### DATA SHOWN

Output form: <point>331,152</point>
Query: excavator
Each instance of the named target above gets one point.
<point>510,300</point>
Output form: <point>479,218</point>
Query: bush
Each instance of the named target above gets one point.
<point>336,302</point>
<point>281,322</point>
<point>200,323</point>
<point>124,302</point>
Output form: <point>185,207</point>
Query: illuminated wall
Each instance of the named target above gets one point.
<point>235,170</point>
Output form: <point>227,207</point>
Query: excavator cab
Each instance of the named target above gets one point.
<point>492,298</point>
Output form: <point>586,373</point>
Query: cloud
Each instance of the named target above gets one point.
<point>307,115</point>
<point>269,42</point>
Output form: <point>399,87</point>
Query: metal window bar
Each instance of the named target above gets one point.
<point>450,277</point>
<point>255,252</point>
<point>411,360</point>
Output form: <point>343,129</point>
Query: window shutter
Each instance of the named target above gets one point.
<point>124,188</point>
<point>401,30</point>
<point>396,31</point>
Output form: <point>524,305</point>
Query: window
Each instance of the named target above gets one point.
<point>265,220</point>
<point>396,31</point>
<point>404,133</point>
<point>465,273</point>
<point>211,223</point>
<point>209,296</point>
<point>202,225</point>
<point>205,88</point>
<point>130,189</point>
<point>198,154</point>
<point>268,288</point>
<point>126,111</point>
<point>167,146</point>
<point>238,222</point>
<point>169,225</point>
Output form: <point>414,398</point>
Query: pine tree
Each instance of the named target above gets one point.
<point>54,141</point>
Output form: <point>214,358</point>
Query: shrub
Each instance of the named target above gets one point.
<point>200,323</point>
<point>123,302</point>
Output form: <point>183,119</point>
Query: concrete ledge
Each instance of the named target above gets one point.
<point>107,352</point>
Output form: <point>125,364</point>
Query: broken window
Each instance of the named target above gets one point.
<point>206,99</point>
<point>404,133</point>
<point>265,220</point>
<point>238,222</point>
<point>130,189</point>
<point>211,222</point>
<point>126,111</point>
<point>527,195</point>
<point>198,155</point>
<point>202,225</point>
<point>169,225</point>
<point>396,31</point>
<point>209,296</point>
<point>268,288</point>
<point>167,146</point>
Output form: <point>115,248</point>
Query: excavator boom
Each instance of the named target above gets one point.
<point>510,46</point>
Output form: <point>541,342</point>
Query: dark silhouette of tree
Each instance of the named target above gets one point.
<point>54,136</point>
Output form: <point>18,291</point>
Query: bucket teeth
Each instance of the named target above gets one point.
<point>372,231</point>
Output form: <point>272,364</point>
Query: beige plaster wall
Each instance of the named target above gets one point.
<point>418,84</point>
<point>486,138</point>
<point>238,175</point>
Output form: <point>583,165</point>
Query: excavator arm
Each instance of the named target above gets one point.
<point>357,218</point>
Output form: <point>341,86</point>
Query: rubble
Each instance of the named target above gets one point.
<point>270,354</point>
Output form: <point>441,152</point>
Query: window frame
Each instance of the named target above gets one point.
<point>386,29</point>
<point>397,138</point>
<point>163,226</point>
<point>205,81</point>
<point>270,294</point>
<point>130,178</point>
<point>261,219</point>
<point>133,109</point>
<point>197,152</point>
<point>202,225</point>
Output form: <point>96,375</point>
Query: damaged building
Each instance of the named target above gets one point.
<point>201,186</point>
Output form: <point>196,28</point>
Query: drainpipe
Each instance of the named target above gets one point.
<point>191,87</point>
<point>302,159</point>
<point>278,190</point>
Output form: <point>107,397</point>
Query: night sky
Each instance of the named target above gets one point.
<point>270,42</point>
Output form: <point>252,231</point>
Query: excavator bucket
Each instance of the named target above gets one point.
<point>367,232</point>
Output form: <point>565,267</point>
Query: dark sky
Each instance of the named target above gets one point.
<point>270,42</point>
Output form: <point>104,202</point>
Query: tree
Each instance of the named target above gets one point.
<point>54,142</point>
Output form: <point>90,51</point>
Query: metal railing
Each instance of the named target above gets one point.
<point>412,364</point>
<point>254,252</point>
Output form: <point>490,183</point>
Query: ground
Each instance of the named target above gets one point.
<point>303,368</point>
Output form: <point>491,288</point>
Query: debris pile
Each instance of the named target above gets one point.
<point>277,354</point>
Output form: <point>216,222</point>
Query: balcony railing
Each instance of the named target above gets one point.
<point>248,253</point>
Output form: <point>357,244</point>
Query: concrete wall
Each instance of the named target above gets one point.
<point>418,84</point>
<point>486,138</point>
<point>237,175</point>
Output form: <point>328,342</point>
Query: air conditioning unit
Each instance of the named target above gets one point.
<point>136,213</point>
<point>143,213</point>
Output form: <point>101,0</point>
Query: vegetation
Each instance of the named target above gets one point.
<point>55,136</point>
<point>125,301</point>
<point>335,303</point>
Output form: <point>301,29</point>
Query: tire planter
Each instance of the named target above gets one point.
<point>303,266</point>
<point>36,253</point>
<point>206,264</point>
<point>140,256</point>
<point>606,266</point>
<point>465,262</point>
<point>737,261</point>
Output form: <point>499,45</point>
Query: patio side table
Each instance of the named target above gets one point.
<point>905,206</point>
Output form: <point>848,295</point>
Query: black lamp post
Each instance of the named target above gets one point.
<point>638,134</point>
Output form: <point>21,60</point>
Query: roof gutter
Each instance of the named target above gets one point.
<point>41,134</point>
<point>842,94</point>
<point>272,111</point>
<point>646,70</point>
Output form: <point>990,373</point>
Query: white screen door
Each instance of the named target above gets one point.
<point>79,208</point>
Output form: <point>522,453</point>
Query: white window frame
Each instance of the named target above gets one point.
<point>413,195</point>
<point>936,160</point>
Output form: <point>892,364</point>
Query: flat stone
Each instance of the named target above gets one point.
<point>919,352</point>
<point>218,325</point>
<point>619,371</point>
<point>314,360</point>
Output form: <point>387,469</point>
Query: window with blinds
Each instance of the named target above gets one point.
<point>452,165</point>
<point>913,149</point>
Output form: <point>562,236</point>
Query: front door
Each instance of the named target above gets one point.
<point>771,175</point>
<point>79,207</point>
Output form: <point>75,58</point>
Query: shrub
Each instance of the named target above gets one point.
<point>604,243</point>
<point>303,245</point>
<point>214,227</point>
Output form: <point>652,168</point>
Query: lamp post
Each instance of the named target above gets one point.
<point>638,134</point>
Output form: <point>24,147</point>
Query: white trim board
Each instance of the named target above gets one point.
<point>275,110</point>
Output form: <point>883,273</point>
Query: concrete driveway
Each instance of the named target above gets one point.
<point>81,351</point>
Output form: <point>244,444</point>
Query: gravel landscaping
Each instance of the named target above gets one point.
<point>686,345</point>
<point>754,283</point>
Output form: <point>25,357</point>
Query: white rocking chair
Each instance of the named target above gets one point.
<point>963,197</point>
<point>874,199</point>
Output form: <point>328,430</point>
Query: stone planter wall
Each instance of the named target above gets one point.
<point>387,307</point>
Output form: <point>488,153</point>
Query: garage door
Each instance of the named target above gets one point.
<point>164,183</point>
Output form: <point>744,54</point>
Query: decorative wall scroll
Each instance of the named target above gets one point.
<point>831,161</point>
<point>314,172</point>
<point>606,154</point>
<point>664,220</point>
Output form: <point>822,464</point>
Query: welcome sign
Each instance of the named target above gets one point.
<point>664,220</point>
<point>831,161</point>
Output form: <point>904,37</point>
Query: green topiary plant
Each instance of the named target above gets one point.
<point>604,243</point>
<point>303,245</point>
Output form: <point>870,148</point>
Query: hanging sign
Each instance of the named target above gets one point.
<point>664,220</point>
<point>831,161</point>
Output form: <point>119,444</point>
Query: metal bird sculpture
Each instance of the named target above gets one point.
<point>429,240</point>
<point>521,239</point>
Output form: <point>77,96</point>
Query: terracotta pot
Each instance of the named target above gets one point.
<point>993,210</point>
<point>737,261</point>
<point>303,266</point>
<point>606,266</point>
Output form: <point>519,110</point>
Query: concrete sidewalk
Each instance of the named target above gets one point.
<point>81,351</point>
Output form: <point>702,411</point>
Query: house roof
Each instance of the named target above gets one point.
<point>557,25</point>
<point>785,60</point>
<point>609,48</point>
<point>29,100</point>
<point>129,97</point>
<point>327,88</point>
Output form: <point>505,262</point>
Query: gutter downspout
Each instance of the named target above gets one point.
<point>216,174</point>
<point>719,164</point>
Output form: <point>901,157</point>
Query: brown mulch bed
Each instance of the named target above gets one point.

######

• **WORK TO BE COMPLETED**:
Print the lines of the material above word for word, beginning with the line that contains "Output form: <point>488,153</point>" and continuing through the line that contains "<point>164,183</point>".

• **WRITTEN SOLUTION**:
Output form: <point>488,153</point>
Query: garage door
Each instance of the named target above gets one point.
<point>164,183</point>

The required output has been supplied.